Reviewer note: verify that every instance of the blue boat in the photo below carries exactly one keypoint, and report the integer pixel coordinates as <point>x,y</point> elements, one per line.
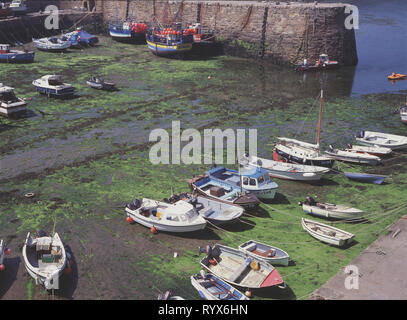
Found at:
<point>256,181</point>
<point>15,56</point>
<point>81,37</point>
<point>365,177</point>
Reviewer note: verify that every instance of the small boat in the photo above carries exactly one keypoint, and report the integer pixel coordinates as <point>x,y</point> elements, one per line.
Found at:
<point>45,259</point>
<point>387,140</point>
<point>80,37</point>
<point>396,76</point>
<point>167,295</point>
<point>353,157</point>
<point>15,56</point>
<point>322,63</point>
<point>100,84</point>
<point>329,210</point>
<point>211,287</point>
<point>3,252</point>
<point>403,114</point>
<point>52,86</point>
<point>327,234</point>
<point>374,150</point>
<point>211,188</point>
<point>18,7</point>
<point>177,217</point>
<point>285,170</point>
<point>365,177</point>
<point>270,254</point>
<point>239,268</point>
<point>212,210</point>
<point>127,31</point>
<point>52,44</point>
<point>10,105</point>
<point>255,180</point>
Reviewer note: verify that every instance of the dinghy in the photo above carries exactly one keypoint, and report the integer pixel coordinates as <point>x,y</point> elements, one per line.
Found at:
<point>45,259</point>
<point>270,254</point>
<point>255,180</point>
<point>387,140</point>
<point>211,188</point>
<point>177,217</point>
<point>374,150</point>
<point>211,287</point>
<point>327,234</point>
<point>365,177</point>
<point>100,84</point>
<point>353,157</point>
<point>3,252</point>
<point>52,44</point>
<point>329,210</point>
<point>239,268</point>
<point>212,210</point>
<point>284,170</point>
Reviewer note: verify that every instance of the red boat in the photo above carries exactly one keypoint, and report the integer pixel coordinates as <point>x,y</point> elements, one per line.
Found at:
<point>322,63</point>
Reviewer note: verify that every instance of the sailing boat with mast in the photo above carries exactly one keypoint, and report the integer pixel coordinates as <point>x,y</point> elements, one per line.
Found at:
<point>297,151</point>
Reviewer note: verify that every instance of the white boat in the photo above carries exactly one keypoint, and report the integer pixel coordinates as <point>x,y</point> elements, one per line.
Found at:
<point>52,86</point>
<point>387,140</point>
<point>285,170</point>
<point>211,287</point>
<point>403,114</point>
<point>45,259</point>
<point>374,150</point>
<point>10,105</point>
<point>327,234</point>
<point>270,254</point>
<point>329,210</point>
<point>52,44</point>
<point>18,7</point>
<point>350,156</point>
<point>240,269</point>
<point>178,217</point>
<point>214,211</point>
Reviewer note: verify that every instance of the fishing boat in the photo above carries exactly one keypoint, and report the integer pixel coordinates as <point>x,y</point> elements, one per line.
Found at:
<point>323,63</point>
<point>365,177</point>
<point>15,56</point>
<point>329,210</point>
<point>177,217</point>
<point>211,287</point>
<point>45,259</point>
<point>52,44</point>
<point>396,76</point>
<point>10,105</point>
<point>374,150</point>
<point>3,252</point>
<point>270,254</point>
<point>167,295</point>
<point>100,84</point>
<point>52,86</point>
<point>80,37</point>
<point>212,210</point>
<point>327,234</point>
<point>18,7</point>
<point>387,140</point>
<point>255,181</point>
<point>353,157</point>
<point>285,170</point>
<point>239,268</point>
<point>208,187</point>
<point>403,114</point>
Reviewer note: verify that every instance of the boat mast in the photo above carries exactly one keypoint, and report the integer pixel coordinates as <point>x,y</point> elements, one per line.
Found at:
<point>320,119</point>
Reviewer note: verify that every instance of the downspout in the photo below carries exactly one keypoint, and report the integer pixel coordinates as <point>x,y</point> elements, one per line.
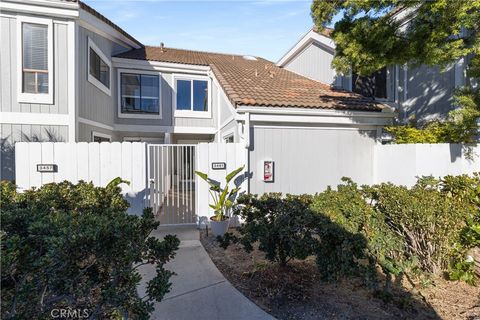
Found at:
<point>246,133</point>
<point>246,130</point>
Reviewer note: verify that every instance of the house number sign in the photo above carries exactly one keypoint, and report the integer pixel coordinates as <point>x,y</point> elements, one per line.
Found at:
<point>219,166</point>
<point>47,168</point>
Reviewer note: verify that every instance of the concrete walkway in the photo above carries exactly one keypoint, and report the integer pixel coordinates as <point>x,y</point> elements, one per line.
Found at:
<point>199,291</point>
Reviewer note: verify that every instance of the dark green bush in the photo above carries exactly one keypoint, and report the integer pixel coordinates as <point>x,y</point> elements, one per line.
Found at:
<point>283,226</point>
<point>427,219</point>
<point>75,247</point>
<point>353,236</point>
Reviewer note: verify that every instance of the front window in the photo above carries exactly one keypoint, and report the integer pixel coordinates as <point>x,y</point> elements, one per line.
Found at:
<point>35,58</point>
<point>374,86</point>
<point>99,68</point>
<point>140,93</point>
<point>192,95</point>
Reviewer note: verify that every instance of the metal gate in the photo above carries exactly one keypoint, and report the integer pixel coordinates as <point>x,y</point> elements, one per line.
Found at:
<point>172,182</point>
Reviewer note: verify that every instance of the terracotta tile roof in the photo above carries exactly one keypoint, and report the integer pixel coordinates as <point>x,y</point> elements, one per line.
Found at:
<point>100,16</point>
<point>259,82</point>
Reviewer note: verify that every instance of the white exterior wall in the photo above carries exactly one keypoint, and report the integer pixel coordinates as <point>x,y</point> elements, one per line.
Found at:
<point>99,163</point>
<point>307,160</point>
<point>314,62</point>
<point>402,163</point>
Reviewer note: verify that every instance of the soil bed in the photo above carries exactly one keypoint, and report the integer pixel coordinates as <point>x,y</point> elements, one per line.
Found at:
<point>296,292</point>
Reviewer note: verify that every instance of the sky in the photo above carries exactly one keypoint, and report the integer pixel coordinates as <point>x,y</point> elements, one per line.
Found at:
<point>264,28</point>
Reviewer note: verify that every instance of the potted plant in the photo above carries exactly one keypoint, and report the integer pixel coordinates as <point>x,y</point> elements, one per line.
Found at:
<point>223,201</point>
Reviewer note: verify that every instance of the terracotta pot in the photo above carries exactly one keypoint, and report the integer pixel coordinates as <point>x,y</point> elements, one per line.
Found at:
<point>219,228</point>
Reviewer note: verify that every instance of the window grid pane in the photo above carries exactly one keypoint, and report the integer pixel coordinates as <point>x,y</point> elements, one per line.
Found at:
<point>35,58</point>
<point>99,69</point>
<point>140,93</point>
<point>184,95</point>
<point>200,95</point>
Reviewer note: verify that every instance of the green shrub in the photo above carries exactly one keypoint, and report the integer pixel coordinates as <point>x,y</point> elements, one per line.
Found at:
<point>353,236</point>
<point>283,226</point>
<point>426,218</point>
<point>75,247</point>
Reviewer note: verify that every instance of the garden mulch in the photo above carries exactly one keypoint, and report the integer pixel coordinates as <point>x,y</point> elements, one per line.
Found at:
<point>296,292</point>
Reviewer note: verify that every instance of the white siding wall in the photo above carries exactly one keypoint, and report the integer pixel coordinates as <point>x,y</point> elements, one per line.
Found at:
<point>95,162</point>
<point>307,160</point>
<point>8,67</point>
<point>314,62</point>
<point>402,163</point>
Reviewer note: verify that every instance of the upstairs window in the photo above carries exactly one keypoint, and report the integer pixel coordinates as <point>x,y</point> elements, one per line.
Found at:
<point>374,86</point>
<point>35,39</point>
<point>139,95</point>
<point>99,67</point>
<point>192,97</point>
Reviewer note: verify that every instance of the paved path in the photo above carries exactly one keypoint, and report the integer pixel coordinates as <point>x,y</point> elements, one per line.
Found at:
<point>199,290</point>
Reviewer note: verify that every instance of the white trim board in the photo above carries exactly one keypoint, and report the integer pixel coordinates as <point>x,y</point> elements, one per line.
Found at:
<point>127,115</point>
<point>191,113</point>
<point>72,60</point>
<point>309,37</point>
<point>95,124</point>
<point>101,135</point>
<point>49,119</point>
<point>57,9</point>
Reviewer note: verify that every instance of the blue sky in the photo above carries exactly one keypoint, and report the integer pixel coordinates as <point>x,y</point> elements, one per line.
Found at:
<point>265,28</point>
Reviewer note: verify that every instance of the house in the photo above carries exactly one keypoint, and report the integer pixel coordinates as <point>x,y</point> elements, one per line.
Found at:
<point>422,93</point>
<point>70,74</point>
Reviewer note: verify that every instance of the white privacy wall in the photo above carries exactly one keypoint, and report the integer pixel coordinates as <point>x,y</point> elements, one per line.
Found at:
<point>88,161</point>
<point>402,163</point>
<point>234,155</point>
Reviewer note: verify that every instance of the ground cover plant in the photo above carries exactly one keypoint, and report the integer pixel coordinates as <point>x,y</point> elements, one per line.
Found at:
<point>383,250</point>
<point>73,247</point>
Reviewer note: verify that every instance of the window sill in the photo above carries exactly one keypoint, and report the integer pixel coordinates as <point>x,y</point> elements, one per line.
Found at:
<point>192,114</point>
<point>140,115</point>
<point>40,98</point>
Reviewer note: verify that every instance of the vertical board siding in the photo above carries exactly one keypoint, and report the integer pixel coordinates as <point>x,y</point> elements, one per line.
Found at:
<point>8,67</point>
<point>95,162</point>
<point>10,134</point>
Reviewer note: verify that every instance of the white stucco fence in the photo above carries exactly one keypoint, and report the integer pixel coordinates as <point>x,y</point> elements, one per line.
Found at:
<point>95,162</point>
<point>402,163</point>
<point>102,162</point>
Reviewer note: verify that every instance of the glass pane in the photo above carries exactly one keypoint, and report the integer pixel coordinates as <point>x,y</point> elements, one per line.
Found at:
<point>150,105</point>
<point>104,74</point>
<point>99,69</point>
<point>35,46</point>
<point>130,104</point>
<point>42,82</point>
<point>200,95</point>
<point>150,86</point>
<point>130,85</point>
<point>184,98</point>
<point>29,82</point>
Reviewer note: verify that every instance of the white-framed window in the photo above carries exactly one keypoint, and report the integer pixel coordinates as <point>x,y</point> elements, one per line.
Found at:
<point>192,96</point>
<point>101,137</point>
<point>139,94</point>
<point>99,68</point>
<point>35,60</point>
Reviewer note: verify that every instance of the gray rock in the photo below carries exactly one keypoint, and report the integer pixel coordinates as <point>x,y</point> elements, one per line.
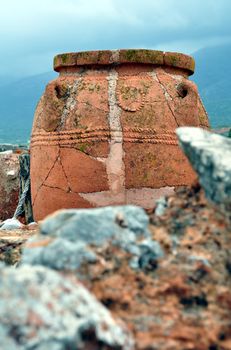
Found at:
<point>210,156</point>
<point>73,234</point>
<point>41,309</point>
<point>11,224</point>
<point>161,206</point>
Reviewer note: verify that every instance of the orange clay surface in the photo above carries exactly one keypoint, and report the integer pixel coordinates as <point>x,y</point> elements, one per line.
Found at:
<point>104,130</point>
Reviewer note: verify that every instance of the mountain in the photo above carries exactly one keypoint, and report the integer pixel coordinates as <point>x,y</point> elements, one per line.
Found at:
<point>213,78</point>
<point>18,99</point>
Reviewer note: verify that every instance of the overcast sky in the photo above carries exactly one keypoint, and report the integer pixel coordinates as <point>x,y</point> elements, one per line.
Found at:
<point>33,31</point>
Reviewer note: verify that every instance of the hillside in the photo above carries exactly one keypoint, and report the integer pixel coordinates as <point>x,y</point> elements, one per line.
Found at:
<point>213,71</point>
<point>18,98</point>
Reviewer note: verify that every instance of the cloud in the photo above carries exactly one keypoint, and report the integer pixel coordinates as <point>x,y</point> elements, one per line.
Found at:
<point>32,31</point>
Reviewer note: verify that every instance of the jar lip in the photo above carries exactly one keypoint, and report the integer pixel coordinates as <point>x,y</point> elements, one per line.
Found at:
<point>116,57</point>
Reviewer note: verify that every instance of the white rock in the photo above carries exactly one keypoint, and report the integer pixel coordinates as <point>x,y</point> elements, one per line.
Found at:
<point>11,224</point>
<point>210,156</point>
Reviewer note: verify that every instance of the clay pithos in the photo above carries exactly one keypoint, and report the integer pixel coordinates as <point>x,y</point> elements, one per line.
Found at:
<point>104,130</point>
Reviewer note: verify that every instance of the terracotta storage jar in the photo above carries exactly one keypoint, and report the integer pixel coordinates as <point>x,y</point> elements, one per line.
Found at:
<point>103,131</point>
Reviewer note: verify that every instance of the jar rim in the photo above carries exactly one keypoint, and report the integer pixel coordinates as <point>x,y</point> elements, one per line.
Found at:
<point>124,56</point>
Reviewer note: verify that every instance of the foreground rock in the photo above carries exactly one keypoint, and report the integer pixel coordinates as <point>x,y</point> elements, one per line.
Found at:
<point>11,243</point>
<point>70,238</point>
<point>180,300</point>
<point>40,309</point>
<point>210,155</point>
<point>9,184</point>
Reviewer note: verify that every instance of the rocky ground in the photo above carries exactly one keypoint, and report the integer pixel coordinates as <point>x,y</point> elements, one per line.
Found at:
<point>162,278</point>
<point>179,301</point>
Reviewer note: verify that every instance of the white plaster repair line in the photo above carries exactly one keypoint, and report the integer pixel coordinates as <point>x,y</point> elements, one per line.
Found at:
<point>115,164</point>
<point>71,101</point>
<point>115,167</point>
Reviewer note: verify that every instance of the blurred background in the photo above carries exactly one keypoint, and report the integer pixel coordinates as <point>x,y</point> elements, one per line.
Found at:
<point>32,32</point>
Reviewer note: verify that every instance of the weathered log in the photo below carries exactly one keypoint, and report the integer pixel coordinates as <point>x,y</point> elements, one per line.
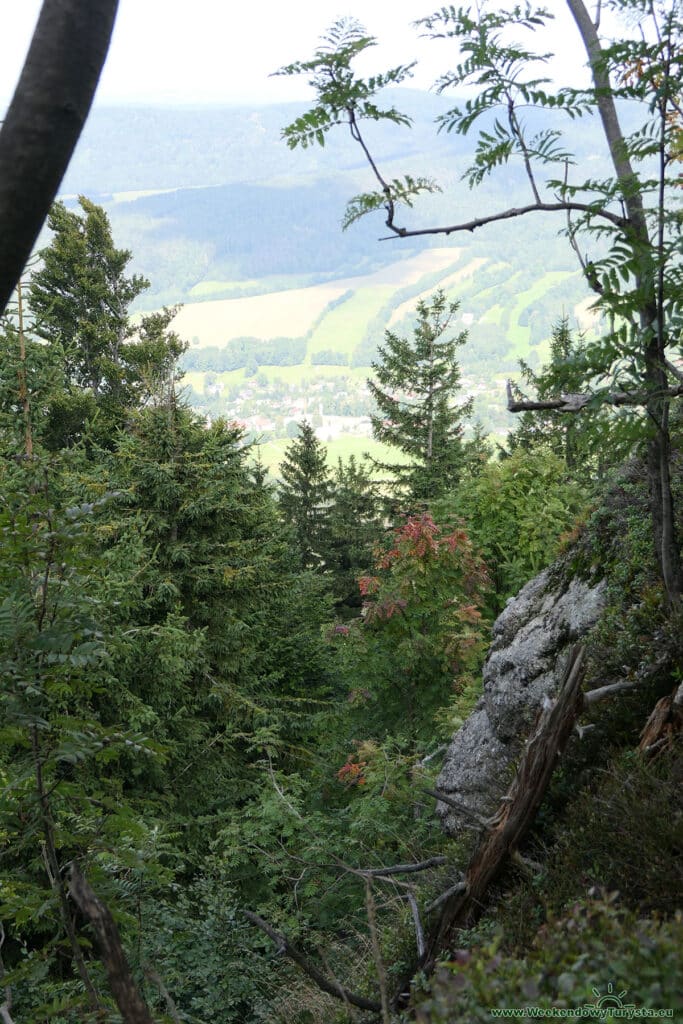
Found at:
<point>125,991</point>
<point>515,815</point>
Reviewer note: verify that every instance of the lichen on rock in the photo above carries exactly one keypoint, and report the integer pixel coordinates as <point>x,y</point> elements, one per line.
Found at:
<point>531,640</point>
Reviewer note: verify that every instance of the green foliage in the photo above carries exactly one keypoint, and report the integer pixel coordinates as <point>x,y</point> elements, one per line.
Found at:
<point>565,434</point>
<point>516,512</point>
<point>353,528</point>
<point>304,493</point>
<point>570,966</point>
<point>80,299</point>
<point>417,382</point>
<point>421,634</point>
<point>342,97</point>
<point>620,833</point>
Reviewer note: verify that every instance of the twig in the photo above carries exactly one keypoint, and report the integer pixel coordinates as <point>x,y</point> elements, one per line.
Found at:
<point>157,980</point>
<point>44,121</point>
<point>419,931</point>
<point>121,981</point>
<point>459,887</point>
<point>378,872</point>
<point>430,757</point>
<point>532,866</point>
<point>377,951</point>
<point>6,1007</point>
<point>471,225</point>
<point>592,696</point>
<point>458,806</point>
<point>294,953</point>
<point>575,402</point>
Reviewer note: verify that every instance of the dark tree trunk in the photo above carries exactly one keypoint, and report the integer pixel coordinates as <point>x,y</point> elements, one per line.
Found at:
<point>44,121</point>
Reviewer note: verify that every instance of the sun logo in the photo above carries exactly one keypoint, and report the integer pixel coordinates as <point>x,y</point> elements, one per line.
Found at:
<point>610,1000</point>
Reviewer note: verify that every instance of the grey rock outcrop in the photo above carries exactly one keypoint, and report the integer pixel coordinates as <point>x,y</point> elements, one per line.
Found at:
<point>530,644</point>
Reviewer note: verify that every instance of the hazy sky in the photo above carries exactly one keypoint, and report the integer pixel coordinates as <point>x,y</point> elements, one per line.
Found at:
<point>218,51</point>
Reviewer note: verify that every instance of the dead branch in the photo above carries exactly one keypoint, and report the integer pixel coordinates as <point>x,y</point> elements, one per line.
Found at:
<point>575,402</point>
<point>515,815</point>
<point>459,887</point>
<point>377,951</point>
<point>593,696</point>
<point>445,798</point>
<point>422,865</point>
<point>44,121</point>
<point>419,931</point>
<point>6,1007</point>
<point>294,953</point>
<point>664,725</point>
<point>157,980</point>
<point>124,989</point>
<point>520,211</point>
<point>430,757</point>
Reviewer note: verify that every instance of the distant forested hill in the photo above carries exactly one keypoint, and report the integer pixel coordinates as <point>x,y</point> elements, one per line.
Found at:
<point>213,204</point>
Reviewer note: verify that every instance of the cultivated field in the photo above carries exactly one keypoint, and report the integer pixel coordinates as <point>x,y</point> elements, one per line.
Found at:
<point>292,312</point>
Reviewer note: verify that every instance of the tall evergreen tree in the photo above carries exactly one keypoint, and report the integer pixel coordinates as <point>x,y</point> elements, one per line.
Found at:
<point>417,383</point>
<point>304,494</point>
<point>354,529</point>
<point>562,433</point>
<point>80,300</point>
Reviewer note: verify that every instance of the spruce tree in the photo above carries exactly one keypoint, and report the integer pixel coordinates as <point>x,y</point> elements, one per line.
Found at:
<point>565,434</point>
<point>80,300</point>
<point>417,383</point>
<point>304,494</point>
<point>354,529</point>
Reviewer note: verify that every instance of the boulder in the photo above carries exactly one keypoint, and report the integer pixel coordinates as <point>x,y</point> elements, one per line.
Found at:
<point>529,648</point>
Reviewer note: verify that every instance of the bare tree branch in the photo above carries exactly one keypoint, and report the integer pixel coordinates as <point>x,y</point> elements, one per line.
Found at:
<point>294,953</point>
<point>6,1007</point>
<point>592,696</point>
<point>121,981</point>
<point>157,980</point>
<point>520,211</point>
<point>575,402</point>
<point>377,951</point>
<point>44,121</point>
<point>422,865</point>
<point>455,890</point>
<point>444,798</point>
<point>419,931</point>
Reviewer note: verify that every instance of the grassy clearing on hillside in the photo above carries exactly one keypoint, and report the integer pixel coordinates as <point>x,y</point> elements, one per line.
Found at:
<point>341,448</point>
<point>519,335</point>
<point>291,311</point>
<point>344,326</point>
<point>451,281</point>
<point>280,313</point>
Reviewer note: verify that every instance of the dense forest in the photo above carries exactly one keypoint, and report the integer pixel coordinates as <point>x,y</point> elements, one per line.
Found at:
<point>232,711</point>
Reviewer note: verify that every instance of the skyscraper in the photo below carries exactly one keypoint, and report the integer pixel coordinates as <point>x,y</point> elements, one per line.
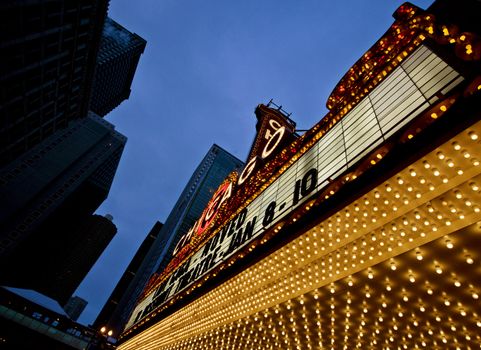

WHAT IS REQUIRED: In the data above, start at the line that has "Reviewer note: verify that every instance of the lichen", stop after the line that has "Reviewer note: verify that every instance of the green foliage", and print every line in between exactly as it stands.

EXERCISE SOLUTION:
Reviewer note: verify that every instance of the lichen on rock in the photo above carries exactly one keypoint, and report the integer pixel coordinates as <point>x,y</point> elements, one per line.
Found at:
<point>531,640</point>
Reviewer note: verify that every instance of the green foliage in the photo above carries exactly one keypoint, and report the integer pixel coordinates as <point>x,y</point> elements, one per line.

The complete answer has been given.